Stated task 1 :: Please list every person named in the William Bush House text.
Stated task 2 :: According to the William Bush House text, when was a porch with Doric columns added to the house?

Quoted text ::
** Start **
Historic house in Kentucky, United States

The William Bush House, at 1927 Tunnel Hill Rd. in Elizabethtown, Kentucky, is a historic house built in 1817. It was listed on the National Register of Historic Places in 1988.

==Overview==
It is a two-story Federal style house built in stages. In 1817 a brick three-bay two-story central passage plan house was built. During the 1820s and 1830s lateral additions resulted in a seven-bay two-story house, with the additions including matching brick corbelling at the cornice and other matching details. A porch with Doric columns was added c.1910.

==Recognition==
It was deemed "a notable example of an early 19th century brick residence" and is one of the oldest homes in the city limits of Elizabethtown. It is also notable for ties to early settler William Bush. William Bush was the son of Christopher Bush, an early settler who moved to Hardin County in the 1780s. William Bush amassed a large farm in the early 1800s and in 1817 he had the original three bay brick section of this home constructed which is one of the oldest within the city limits of Elizabethtown. Bush's sister, Sara Bush Johnston, married Thomas Lincoln in 1819 and became Abraham Lincoln's stepmother.
** End **
Provided material ::
** Start **
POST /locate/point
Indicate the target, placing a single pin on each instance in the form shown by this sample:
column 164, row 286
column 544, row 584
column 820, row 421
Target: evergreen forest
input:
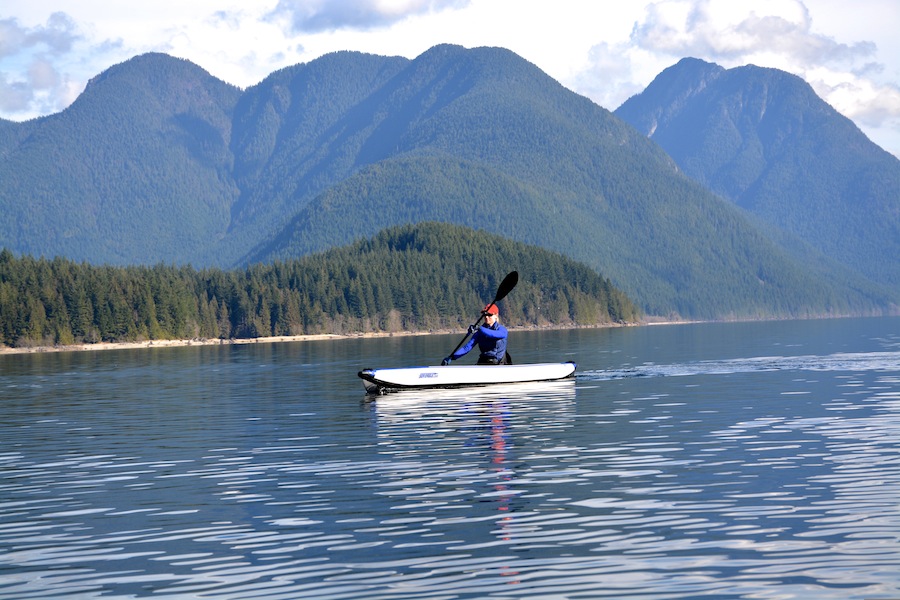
column 428, row 276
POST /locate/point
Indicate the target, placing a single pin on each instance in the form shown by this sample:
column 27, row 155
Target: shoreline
column 101, row 346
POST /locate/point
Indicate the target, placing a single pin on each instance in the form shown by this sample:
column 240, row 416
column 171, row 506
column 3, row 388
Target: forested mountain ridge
column 762, row 138
column 404, row 279
column 159, row 162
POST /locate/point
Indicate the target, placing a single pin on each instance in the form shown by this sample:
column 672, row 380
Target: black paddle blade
column 506, row 286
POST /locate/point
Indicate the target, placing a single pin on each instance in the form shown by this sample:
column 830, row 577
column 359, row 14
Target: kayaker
column 491, row 340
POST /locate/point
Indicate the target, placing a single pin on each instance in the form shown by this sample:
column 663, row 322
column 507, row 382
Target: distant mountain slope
column 509, row 150
column 158, row 161
column 407, row 278
column 762, row 138
column 138, row 166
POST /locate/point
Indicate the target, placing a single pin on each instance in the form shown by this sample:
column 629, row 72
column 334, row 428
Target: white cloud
column 604, row 49
column 315, row 16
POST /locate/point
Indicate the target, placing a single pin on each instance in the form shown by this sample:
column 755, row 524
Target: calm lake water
column 749, row 460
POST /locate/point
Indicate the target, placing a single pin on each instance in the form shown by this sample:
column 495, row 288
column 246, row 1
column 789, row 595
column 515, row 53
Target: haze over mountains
column 762, row 138
column 158, row 161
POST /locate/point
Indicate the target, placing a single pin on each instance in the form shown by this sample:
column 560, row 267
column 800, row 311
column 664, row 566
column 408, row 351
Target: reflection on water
column 266, row 473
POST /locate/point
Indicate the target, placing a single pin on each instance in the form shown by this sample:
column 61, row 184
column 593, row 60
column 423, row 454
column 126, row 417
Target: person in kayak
column 491, row 340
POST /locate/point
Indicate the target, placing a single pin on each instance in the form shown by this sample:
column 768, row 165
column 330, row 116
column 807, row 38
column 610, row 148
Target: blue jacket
column 491, row 341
** End **
Exercise result 1 :: William Bush, Christopher Bush, Sara Bush Johnston, Thomas Lincoln, Abraham Lincoln

Exercise result 2 :: Around 1910.